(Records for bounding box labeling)
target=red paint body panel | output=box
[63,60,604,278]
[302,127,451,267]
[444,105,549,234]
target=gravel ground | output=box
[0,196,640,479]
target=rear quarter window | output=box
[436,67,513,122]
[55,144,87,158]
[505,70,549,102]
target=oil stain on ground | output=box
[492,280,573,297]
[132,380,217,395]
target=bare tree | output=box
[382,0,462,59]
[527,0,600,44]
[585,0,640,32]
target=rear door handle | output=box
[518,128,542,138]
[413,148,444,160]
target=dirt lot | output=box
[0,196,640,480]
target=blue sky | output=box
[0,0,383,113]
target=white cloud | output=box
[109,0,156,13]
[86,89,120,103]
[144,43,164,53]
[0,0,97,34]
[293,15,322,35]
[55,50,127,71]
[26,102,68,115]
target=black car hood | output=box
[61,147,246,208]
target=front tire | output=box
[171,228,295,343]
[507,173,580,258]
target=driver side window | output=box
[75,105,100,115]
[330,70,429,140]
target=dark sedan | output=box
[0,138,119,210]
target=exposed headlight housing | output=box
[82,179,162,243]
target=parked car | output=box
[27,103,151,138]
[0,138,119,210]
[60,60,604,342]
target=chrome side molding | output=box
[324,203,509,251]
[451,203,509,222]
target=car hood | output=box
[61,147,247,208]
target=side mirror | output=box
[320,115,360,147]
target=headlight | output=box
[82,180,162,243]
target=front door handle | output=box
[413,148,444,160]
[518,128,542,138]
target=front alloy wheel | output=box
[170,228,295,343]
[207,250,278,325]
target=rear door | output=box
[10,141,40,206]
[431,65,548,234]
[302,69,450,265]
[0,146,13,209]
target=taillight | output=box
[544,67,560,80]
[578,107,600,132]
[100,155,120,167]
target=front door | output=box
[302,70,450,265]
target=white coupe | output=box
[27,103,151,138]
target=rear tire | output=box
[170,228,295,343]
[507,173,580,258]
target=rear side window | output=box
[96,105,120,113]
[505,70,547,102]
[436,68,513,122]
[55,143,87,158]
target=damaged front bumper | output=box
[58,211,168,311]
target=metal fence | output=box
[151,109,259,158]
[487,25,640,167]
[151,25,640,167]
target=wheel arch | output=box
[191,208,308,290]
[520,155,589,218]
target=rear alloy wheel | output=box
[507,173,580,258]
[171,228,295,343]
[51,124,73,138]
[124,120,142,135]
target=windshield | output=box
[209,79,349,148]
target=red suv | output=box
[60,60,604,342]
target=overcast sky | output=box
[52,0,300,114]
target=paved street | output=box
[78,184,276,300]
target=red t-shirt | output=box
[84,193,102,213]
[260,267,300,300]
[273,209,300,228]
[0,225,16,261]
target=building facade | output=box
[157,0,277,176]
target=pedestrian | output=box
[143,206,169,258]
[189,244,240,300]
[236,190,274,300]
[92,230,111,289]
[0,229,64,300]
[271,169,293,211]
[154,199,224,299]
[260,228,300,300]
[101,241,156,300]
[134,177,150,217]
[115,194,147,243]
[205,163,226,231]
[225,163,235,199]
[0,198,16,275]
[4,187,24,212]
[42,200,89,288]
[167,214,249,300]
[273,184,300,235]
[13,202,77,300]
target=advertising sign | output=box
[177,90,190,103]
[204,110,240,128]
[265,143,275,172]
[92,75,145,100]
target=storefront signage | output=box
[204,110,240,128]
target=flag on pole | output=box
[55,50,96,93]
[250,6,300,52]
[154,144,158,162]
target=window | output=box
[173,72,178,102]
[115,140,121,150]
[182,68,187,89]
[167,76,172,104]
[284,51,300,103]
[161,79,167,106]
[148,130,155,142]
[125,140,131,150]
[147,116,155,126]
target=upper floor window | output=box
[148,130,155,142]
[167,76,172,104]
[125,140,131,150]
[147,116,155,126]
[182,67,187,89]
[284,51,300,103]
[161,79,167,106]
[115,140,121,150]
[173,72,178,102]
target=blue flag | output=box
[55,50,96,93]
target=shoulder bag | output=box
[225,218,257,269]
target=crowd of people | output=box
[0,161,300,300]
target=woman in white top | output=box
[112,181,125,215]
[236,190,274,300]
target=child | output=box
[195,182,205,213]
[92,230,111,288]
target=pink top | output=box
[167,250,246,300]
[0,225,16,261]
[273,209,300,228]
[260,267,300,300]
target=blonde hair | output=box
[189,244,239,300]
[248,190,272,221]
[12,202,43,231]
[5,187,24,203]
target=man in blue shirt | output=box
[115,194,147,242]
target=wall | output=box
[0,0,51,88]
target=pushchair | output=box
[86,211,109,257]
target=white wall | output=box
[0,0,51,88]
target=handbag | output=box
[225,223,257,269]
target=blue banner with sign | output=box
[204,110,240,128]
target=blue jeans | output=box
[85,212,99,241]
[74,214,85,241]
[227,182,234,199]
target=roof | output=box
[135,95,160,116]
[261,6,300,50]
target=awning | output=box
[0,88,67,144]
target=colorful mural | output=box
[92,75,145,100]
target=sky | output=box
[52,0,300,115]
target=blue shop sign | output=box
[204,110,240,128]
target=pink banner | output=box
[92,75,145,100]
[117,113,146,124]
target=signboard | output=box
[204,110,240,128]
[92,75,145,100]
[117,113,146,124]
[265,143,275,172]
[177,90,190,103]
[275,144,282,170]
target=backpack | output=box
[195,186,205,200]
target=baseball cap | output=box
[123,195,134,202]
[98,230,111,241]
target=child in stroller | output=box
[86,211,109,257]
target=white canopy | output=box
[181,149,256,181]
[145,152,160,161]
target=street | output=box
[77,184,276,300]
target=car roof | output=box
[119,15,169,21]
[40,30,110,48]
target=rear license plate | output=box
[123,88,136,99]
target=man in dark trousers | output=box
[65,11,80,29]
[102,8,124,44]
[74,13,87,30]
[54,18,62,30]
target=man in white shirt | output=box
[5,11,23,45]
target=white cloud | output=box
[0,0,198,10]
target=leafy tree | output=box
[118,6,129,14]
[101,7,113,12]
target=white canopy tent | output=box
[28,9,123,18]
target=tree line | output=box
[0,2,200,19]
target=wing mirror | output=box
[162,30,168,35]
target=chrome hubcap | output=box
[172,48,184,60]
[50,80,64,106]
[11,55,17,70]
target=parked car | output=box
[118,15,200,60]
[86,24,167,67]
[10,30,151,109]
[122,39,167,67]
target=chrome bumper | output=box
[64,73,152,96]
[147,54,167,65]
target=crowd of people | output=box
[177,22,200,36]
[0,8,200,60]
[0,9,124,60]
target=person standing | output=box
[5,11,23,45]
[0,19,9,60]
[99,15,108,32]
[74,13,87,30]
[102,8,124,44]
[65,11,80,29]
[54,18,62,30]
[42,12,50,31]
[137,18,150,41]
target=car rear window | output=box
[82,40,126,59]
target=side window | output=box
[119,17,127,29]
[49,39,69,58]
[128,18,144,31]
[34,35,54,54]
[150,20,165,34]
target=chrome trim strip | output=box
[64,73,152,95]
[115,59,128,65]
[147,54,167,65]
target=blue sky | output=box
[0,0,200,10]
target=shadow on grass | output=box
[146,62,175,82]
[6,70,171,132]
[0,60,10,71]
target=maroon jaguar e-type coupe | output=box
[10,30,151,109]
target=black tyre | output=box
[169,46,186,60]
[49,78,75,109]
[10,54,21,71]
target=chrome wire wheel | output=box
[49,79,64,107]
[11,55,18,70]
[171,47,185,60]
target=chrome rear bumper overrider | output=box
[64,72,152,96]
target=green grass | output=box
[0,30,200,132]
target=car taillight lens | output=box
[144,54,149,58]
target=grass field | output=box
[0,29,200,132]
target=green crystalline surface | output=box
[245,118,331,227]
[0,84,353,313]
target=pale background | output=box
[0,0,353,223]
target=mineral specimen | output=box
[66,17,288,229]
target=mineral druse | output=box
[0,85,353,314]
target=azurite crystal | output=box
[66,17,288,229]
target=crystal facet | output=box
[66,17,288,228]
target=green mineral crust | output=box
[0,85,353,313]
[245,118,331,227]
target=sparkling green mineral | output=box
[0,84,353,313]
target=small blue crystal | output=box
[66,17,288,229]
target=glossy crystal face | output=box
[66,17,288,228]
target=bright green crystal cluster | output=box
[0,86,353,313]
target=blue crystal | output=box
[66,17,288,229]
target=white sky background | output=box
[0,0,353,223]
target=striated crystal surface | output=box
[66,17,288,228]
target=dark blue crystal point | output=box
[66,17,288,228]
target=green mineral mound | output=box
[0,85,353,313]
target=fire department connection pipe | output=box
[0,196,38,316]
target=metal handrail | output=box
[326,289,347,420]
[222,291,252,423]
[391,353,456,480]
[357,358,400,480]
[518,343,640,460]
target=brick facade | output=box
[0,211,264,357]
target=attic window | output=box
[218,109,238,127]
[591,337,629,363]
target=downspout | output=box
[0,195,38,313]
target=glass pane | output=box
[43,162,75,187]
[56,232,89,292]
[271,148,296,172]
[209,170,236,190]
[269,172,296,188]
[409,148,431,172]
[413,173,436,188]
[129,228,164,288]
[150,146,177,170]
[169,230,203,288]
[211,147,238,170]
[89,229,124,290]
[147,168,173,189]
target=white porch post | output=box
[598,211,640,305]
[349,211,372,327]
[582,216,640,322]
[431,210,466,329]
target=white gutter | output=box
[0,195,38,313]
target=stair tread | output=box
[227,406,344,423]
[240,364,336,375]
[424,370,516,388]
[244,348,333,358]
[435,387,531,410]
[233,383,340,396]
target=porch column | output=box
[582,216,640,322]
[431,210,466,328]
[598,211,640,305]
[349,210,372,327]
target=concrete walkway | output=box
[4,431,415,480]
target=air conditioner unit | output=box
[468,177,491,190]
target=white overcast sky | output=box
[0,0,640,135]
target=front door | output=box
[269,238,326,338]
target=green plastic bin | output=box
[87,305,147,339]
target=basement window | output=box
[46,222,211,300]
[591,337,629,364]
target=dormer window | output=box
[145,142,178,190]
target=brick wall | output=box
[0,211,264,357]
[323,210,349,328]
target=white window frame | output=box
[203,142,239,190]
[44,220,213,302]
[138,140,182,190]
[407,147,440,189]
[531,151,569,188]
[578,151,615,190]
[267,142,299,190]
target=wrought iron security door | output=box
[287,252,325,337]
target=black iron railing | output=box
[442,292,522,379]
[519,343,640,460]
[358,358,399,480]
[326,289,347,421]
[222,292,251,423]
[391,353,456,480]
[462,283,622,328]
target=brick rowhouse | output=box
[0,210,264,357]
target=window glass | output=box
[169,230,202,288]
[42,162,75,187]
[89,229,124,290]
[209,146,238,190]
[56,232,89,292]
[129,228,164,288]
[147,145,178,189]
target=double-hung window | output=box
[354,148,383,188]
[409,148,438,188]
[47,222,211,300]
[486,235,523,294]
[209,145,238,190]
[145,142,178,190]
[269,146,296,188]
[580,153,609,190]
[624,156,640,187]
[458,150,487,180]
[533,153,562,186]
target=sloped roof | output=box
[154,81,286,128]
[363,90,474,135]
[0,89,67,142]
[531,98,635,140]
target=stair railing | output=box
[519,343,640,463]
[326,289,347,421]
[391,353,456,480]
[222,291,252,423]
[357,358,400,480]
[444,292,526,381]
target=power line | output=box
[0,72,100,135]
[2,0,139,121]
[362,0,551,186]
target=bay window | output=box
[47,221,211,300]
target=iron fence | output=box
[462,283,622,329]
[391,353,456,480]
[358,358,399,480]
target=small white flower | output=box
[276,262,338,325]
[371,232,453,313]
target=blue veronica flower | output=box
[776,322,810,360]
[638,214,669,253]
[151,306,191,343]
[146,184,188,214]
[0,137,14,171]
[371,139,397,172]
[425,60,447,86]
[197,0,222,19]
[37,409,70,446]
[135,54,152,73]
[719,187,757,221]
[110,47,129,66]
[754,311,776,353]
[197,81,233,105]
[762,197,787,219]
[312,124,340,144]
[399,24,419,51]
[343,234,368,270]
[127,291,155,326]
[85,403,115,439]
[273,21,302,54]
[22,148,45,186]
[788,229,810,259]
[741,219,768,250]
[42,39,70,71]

> **The problem**:
Reproduce verbatim everything in the records from the line containing "target=rear quarter window | output=box" down to the line containing "[61,147,246,208]", with both of those lines included.

> **Task result**:
target=rear quarter window | output=box
[436,67,513,122]
[55,144,87,158]
[505,70,549,102]
target=oil stain on ground | output=box
[492,280,573,297]
[132,380,217,395]
target=bare tree | output=box
[382,0,462,59]
[527,0,600,44]
[585,0,640,32]
target=rear door handle | output=box
[518,128,542,138]
[413,148,444,160]
target=dirt lot | output=box
[0,196,640,480]
target=blue sky | output=box
[0,0,383,113]
target=white cloud | output=box
[109,0,156,13]
[86,89,120,103]
[144,43,164,53]
[0,0,97,34]
[293,15,322,35]
[55,50,127,71]
[26,102,68,115]
target=black car hood | output=box
[61,147,246,208]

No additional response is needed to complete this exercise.